INPUT FOR THIS TASK:
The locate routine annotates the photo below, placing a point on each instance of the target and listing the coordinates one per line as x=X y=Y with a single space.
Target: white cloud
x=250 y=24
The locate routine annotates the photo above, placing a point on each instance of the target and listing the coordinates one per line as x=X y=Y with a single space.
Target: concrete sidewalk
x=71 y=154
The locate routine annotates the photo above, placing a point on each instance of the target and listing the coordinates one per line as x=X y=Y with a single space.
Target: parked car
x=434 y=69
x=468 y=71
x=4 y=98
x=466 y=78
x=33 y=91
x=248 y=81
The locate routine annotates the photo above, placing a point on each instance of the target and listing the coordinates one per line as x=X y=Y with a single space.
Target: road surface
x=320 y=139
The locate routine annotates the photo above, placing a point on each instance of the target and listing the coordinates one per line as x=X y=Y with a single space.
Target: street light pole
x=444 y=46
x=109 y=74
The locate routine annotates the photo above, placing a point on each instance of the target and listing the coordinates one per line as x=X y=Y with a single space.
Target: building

THE PROBLEM: Rewrite all of the records above, swapping "parked car" for "parked vehicle" and keeping everything else the same.

OUTPUT BELOW:
The locate routine annotates the photo below, placing a point on each instance of the target and listing the coordinates one per line as x=X y=Y with a single space.
Target: white cloud
x=250 y=24
The locate routine annotates the photo above, placing a point on each instance of the target and listing the coordinates one per line as x=X y=Y with a single space.
Target: concrete sidewalk
x=71 y=154
The locate routine annotates the photo above, placing a point on each instance of the target and listing the coordinates one per line as x=X y=Y with a single space.
Target: parked vehicle
x=434 y=69
x=468 y=71
x=4 y=98
x=466 y=78
x=33 y=91
x=248 y=81
The locate routine annotates the photo above, placing a point on each instance of the target and listing the coordinates one per line as x=X y=Y with a single space.
Target: road surface
x=320 y=139
The locate routine annotates the photo above, placing a point on each instance of the target and listing the coordinates one per line as x=X y=Y with a single space.
Target: street light pole
x=444 y=46
x=109 y=74
The locate routine annotates the photo above, placing a point on each instance of the target and listing the coordinates one per line as x=X y=Y with a single space.
Target: building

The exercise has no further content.